- **Data for this task**
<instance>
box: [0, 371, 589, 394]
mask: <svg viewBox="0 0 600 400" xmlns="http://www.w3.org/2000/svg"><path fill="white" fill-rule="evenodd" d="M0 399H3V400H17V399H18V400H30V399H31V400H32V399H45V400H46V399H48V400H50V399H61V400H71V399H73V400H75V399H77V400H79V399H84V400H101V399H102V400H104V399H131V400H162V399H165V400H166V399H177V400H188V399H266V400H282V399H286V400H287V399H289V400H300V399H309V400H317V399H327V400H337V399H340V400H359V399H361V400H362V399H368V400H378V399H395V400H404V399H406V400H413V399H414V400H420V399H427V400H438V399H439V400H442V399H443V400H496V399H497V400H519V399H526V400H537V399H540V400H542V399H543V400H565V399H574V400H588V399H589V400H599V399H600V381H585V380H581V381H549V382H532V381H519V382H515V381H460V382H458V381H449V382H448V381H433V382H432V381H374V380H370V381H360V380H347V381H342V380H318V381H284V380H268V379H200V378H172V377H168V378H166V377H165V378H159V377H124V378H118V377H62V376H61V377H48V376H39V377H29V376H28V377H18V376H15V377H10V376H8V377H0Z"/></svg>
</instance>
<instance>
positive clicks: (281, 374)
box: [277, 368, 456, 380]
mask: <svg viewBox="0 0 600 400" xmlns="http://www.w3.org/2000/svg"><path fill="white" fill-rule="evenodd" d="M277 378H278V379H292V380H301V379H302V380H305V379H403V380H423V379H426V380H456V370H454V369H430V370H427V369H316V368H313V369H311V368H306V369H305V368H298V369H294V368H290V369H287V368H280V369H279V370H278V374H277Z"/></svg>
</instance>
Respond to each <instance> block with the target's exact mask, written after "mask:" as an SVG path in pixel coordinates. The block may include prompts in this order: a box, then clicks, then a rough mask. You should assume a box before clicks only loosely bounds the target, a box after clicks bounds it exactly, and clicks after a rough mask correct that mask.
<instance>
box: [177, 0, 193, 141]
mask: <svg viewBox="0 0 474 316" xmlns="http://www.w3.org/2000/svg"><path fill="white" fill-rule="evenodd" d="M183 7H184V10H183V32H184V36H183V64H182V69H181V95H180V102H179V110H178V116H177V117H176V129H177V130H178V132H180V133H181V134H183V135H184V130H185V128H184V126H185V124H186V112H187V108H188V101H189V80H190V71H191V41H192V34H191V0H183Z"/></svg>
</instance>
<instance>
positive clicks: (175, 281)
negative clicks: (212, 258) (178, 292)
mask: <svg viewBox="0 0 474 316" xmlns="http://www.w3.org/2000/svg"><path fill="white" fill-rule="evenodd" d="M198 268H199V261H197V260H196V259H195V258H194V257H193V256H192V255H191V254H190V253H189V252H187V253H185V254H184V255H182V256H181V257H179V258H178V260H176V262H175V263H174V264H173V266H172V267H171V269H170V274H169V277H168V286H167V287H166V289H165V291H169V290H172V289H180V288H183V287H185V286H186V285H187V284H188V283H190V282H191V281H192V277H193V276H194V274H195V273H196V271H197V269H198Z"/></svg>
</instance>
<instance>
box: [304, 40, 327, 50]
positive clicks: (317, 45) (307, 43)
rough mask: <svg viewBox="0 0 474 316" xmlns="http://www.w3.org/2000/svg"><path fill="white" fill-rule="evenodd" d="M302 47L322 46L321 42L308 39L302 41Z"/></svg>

- **Task brief**
Write the records out again. Each one must match exactly.

- **Answer below**
<instance>
box: [0, 371, 589, 394]
mask: <svg viewBox="0 0 600 400" xmlns="http://www.w3.org/2000/svg"><path fill="white" fill-rule="evenodd" d="M0 399H3V400H17V399H18V400H30V399H31V400H32V399H45V400H46V399H48V400H50V399H61V400H71V399H73V400H75V399H77V400H79V399H84V400H101V399H102V400H104V399H131V400H162V399H165V400H166V399H177V400H188V399H266V400H282V399H286V400H287V399H289V400H300V399H309V400H317V399H327V400H337V399H340V400H359V399H361V400H362V399H368V400H378V399H395V400H404V399H406V400H413V399H414V400H420V399H427V400H438V399H439V400H442V399H443V400H496V399H497V400H519V399H526V400H537V399H540V400H542V399H543V400H565V399H574V400H588V399H589V400H599V399H600V381H585V380H581V381H549V382H532V381H519V382H515V381H460V382H458V381H449V382H448V381H433V382H432V381H374V380H370V381H360V380H347V381H342V380H318V381H284V380H268V379H200V378H172V377H168V378H166V377H165V378H159V377H124V378H118V377H62V376H61V377H48V376H39V377H29V376H28V377H18V376H15V377H10V376H8V377H0Z"/></svg>
</instance>
<instance>
positive clicks: (281, 374)
box: [277, 368, 456, 380]
mask: <svg viewBox="0 0 600 400" xmlns="http://www.w3.org/2000/svg"><path fill="white" fill-rule="evenodd" d="M277 378H278V379H292V380H301V379H302V380H305V379H403V380H423V379H426V380H456V370H454V369H430V370H427V369H316V368H313V369H311V368H306V369H305V368H298V369H294V368H290V369H287V368H280V369H279V370H278V374H277Z"/></svg>
</instance>
Respond to each <instance> block with the target's exact mask, written after "mask:" as an SVG path in pixel coordinates. The block may include prompts in this order: a box, then clicks, then a rough mask. You should assume a box before clicks only loosely bounds the target, a box after clicks bounds it exactly, and clicks after a rough mask correct that mask.
<instance>
box: [177, 0, 193, 141]
mask: <svg viewBox="0 0 474 316" xmlns="http://www.w3.org/2000/svg"><path fill="white" fill-rule="evenodd" d="M183 7H184V10H183V32H184V36H183V64H182V69H181V95H180V102H179V110H178V116H177V117H176V129H177V130H178V132H180V133H181V134H183V135H184V130H185V128H184V126H185V124H186V112H187V108H188V101H189V80H190V71H191V41H192V34H191V0H183Z"/></svg>
</instance>
<instance>
positive clicks: (175, 281)
negative clicks: (212, 258) (178, 292)
mask: <svg viewBox="0 0 474 316" xmlns="http://www.w3.org/2000/svg"><path fill="white" fill-rule="evenodd" d="M198 268H199V261H197V260H196V259H195V258H194V257H193V256H192V255H191V254H190V253H189V252H187V253H185V254H184V255H182V256H181V257H179V258H178V260H176V262H175V263H174V264H173V266H172V267H171V269H170V274H169V277H168V286H167V287H166V289H165V291H169V290H172V289H180V288H183V287H185V286H186V285H187V284H188V283H190V282H191V281H192V277H193V276H194V274H195V273H196V271H197V269H198Z"/></svg>
</instance>
<instance>
box: [304, 40, 327, 50]
positive clicks: (317, 45) (307, 43)
rough mask: <svg viewBox="0 0 474 316" xmlns="http://www.w3.org/2000/svg"><path fill="white" fill-rule="evenodd" d="M302 47L322 46L321 42L308 39L302 41Z"/></svg>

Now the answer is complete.